**Exercise description:**
Rewrite all of the data below as a numbered list, skipping any blank lines.

**Rows:**
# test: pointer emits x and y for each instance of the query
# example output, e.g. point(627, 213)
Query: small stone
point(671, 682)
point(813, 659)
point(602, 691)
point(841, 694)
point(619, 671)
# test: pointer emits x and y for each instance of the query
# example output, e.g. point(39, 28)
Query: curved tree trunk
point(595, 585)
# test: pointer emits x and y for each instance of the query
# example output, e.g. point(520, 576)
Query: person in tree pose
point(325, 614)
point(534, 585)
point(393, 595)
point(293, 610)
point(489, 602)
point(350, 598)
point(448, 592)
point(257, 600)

**Solution below:**
1. # test: pointer emits x and y for each instance of the query
2. # example output, e.g. point(627, 213)
3. Query: small stone
4. point(671, 682)
5. point(813, 659)
6. point(602, 691)
7. point(841, 694)
8. point(619, 671)
9. # test: pointer emits x and y for each instance of the query
10. # example output, e.g. point(39, 28)
11. Query: curved tree trunk
12. point(595, 585)
13. # test: pointer emits x and y for each instance of the query
14. # example output, e.g. point(520, 576)
15. Query: person in tree pose
16. point(325, 614)
17. point(534, 585)
18. point(393, 595)
19. point(293, 610)
20. point(489, 602)
21. point(350, 598)
22. point(448, 592)
23. point(257, 600)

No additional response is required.